■ Given data:
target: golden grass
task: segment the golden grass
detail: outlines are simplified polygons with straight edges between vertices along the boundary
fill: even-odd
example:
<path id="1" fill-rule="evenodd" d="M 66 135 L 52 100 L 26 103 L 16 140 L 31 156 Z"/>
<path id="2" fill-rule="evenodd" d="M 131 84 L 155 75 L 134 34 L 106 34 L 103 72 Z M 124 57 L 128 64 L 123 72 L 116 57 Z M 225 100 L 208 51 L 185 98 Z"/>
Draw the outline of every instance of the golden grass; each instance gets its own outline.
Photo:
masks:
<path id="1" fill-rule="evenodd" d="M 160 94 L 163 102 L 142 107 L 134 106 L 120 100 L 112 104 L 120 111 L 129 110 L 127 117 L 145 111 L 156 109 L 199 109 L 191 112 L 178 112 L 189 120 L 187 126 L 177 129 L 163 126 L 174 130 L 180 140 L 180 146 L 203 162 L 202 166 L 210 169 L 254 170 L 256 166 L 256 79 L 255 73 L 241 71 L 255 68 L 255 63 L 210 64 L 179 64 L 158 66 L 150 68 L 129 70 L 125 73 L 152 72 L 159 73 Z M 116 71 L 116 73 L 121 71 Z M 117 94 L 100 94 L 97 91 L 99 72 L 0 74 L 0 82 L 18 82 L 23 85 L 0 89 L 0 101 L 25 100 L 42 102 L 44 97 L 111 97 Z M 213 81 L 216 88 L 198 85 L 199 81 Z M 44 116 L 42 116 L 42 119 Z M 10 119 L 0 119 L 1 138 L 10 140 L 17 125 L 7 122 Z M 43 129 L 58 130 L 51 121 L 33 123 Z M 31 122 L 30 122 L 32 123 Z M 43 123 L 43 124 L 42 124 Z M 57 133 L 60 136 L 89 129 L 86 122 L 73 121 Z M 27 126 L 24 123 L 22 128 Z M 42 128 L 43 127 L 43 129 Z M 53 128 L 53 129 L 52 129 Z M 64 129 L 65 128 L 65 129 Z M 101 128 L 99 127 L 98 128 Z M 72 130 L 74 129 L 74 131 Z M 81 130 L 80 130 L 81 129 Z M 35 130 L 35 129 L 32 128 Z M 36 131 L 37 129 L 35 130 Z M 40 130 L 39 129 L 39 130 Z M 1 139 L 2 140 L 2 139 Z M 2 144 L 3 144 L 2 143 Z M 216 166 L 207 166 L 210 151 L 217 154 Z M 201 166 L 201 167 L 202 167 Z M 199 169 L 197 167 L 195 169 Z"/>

■ Required work: Rewrite the material above, from its first line through the line containing "66 135 L 52", replacing "golden grass" with "yellow grass" and leaving everything else unchanged.

■ Written response:
target: yellow grass
task: segment the yellow grass
detail: outlines are simplified polygons with straight edges between vertices along the boundary
fill: even-odd
example:
<path id="1" fill-rule="evenodd" d="M 66 135 L 52 100 L 26 103 L 16 140 L 31 156 Z"/>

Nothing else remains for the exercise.